(Problem details) Change "one point per instance" to "a single point for each instance" throughout the listing below, and write out the whole listing again with nothing else altered.

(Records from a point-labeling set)
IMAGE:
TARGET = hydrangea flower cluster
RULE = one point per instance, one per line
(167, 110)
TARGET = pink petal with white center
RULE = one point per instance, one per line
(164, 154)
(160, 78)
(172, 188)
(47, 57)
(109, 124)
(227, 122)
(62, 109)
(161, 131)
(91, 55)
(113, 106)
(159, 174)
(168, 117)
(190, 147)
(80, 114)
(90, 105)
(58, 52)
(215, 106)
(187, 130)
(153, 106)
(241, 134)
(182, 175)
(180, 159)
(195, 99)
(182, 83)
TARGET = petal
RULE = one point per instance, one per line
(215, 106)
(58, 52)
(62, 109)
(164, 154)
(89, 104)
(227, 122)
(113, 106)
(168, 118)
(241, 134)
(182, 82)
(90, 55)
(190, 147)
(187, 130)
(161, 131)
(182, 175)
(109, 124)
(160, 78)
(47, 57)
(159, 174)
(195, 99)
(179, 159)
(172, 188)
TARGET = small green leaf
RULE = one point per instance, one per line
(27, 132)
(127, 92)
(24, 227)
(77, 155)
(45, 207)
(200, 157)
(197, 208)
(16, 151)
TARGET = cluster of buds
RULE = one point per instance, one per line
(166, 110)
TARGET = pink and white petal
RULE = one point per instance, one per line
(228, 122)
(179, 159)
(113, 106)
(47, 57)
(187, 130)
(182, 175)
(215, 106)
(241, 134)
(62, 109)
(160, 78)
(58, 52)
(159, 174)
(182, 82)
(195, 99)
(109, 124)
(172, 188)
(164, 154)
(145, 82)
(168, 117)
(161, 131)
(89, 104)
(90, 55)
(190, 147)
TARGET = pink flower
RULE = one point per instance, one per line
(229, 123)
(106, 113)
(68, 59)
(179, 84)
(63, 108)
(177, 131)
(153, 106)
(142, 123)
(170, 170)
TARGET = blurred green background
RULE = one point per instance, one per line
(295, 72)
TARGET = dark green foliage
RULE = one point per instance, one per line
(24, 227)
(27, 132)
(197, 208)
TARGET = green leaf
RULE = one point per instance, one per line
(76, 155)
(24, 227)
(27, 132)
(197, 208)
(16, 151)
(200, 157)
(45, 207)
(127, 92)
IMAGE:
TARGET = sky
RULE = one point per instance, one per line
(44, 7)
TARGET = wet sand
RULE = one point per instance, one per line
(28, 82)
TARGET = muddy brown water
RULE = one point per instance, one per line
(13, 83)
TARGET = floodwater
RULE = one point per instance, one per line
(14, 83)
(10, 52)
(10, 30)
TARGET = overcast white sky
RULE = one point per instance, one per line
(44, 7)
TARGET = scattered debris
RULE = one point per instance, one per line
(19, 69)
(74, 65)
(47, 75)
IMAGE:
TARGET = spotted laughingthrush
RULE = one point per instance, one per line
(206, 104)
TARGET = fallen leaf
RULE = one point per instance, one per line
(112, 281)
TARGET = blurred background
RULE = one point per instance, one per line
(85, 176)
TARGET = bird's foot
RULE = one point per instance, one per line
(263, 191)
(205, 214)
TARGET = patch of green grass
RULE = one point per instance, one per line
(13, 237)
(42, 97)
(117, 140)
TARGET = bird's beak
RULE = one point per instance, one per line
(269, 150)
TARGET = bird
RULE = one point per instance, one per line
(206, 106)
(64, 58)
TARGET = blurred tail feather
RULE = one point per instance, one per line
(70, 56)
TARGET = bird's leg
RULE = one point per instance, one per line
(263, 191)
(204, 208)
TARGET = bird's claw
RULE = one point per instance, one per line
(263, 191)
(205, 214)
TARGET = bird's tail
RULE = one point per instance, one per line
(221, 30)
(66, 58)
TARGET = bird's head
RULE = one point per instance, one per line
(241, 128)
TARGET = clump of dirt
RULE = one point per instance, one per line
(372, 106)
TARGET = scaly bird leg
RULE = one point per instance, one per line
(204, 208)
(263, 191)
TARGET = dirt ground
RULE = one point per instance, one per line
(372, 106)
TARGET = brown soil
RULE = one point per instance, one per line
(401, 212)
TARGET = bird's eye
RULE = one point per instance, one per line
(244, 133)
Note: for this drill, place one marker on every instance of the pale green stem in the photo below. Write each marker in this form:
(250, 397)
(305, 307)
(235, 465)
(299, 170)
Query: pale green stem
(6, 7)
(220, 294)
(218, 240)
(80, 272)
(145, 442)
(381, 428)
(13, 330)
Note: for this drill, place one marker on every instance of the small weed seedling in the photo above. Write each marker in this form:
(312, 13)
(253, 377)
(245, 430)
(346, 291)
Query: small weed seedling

(Task output)
IMAGE:
TARGET = hydrangea flower cluster
RULE = a single point for each instance, one per line
(167, 110)
TARGET = pink petal with white center
RULE = a single point for each instance, one per line
(164, 154)
(160, 78)
(172, 188)
(47, 57)
(109, 124)
(227, 122)
(62, 109)
(161, 131)
(91, 55)
(113, 106)
(159, 174)
(168, 117)
(190, 147)
(80, 114)
(90, 105)
(58, 52)
(215, 106)
(187, 130)
(153, 106)
(241, 134)
(182, 175)
(180, 159)
(195, 99)
(182, 83)
TARGET = petal
RULE = a single point for each instance, one per line
(215, 106)
(58, 52)
(62, 109)
(164, 154)
(89, 104)
(227, 122)
(113, 106)
(168, 118)
(241, 134)
(182, 82)
(90, 55)
(190, 147)
(187, 130)
(161, 131)
(182, 175)
(109, 124)
(160, 78)
(47, 57)
(159, 174)
(195, 99)
(179, 159)
(172, 188)
TARGET = small green leaf
RULE = a single point for each instance, one per line
(27, 132)
(127, 92)
(24, 227)
(77, 155)
(45, 207)
(200, 157)
(197, 208)
(16, 151)
TARGET = cluster of buds
RULE = a single point for each instance, one per line
(166, 110)
TARGET = pink and white petal
RULE = a single point for each instance, one per line
(228, 122)
(179, 159)
(113, 106)
(47, 57)
(187, 130)
(182, 175)
(215, 106)
(241, 134)
(62, 109)
(160, 78)
(58, 52)
(159, 174)
(182, 82)
(195, 99)
(109, 124)
(172, 188)
(164, 154)
(145, 82)
(168, 117)
(161, 131)
(89, 104)
(90, 55)
(190, 147)
TARGET = pink flower
RULE = a single point for each instance, one per line
(229, 123)
(106, 113)
(68, 59)
(179, 84)
(63, 108)
(177, 131)
(153, 106)
(142, 123)
(170, 170)
TARGET = blurred green background
RULE = a single point for each instance, one per line
(295, 72)
TARGET = dark green foliage
RULE = a single point for each instance, one per line
(24, 227)
(27, 132)
(197, 208)
TARGET = green leaf
RULE = a single point for each instance, one per line
(76, 155)
(24, 227)
(27, 132)
(197, 208)
(16, 151)
(200, 157)
(45, 207)
(127, 92)
IMAGE:
TARGET = sky
RULE = a single point for each instance, one per line
(44, 7)
TARGET = wet sand
RULE = a single point for each instance, one per line
(28, 82)
TARGET = muddy brown water
RULE = a single point for each instance, one per line
(13, 83)
TARGET = floodwater
RULE = a single point for each instance, one per line
(14, 83)
(10, 52)
(10, 30)
TARGET = overcast white sky
RULE = a single point for each instance, one per line
(44, 7)
TARGET = scattered debris
RULE = a single point for each instance, one per line
(19, 69)
(74, 65)
(47, 75)
IMAGE:
TARGET = spotted laughingthrush
RULE = a single point for each instance, one per line
(206, 104)
TARGET = fallen leaf
RULE = a single point for each instance, one per line
(112, 281)
TARGET = blurred background
RULE = a single point for each instance, one per line
(85, 176)
TARGET = bird's foot
RULE = a single point for each instance, one per line
(263, 191)
(205, 214)
TARGET = patch of green grass
RULE = a single point for each instance, one per line
(13, 237)
(42, 97)
(117, 140)
TARGET = bird's beak
RULE = a single point for each instance, one per line
(269, 150)
TARGET = bird
RULE = a single point for each instance, one per line
(206, 106)
(64, 58)
TARGET = blurred tail feather
RULE = a single point for each instance, one per line
(70, 56)
TARGET = bird's leg
RULE = a single point for each instance, one per line
(263, 191)
(204, 208)
TARGET = bird's claw
RULE = a single point for each instance, one per line
(263, 191)
(205, 214)
TARGET = bird's tail
RULE = a single point for each instance, one per line
(221, 30)
(66, 58)
TARGET = bird's head
RULE = a single point for each instance, one per line
(241, 128)
TARGET = clump of dirt
RULE = a single point for each instance, one per line
(372, 106)
TARGET = scaly bird leg
RULE = a single point for each instance, one per line
(204, 208)
(263, 191)
TARGET = dirt ground
RULE = a single point for each instance, one per line
(372, 106)
TARGET = brown soil
RULE = a single point for each instance, one per line
(401, 212)
TARGET = bird's eye
RULE = a single point for each instance, one per line
(244, 133)
Note: for this drill, place one marker on every instance of the pale green stem in the photo below. Write each marker in this form:
(250, 397)
(305, 307)
(235, 465)
(299, 170)
Query: pale green stem
(6, 7)
(220, 294)
(218, 240)
(80, 272)
(145, 442)
(381, 428)
(13, 330)
Note: for this drill, place one marker on every instance of the small weed seedling in the photo above. Write each marker in this form:
(312, 13)
(253, 377)
(245, 430)
(346, 291)
Query: small weed seedling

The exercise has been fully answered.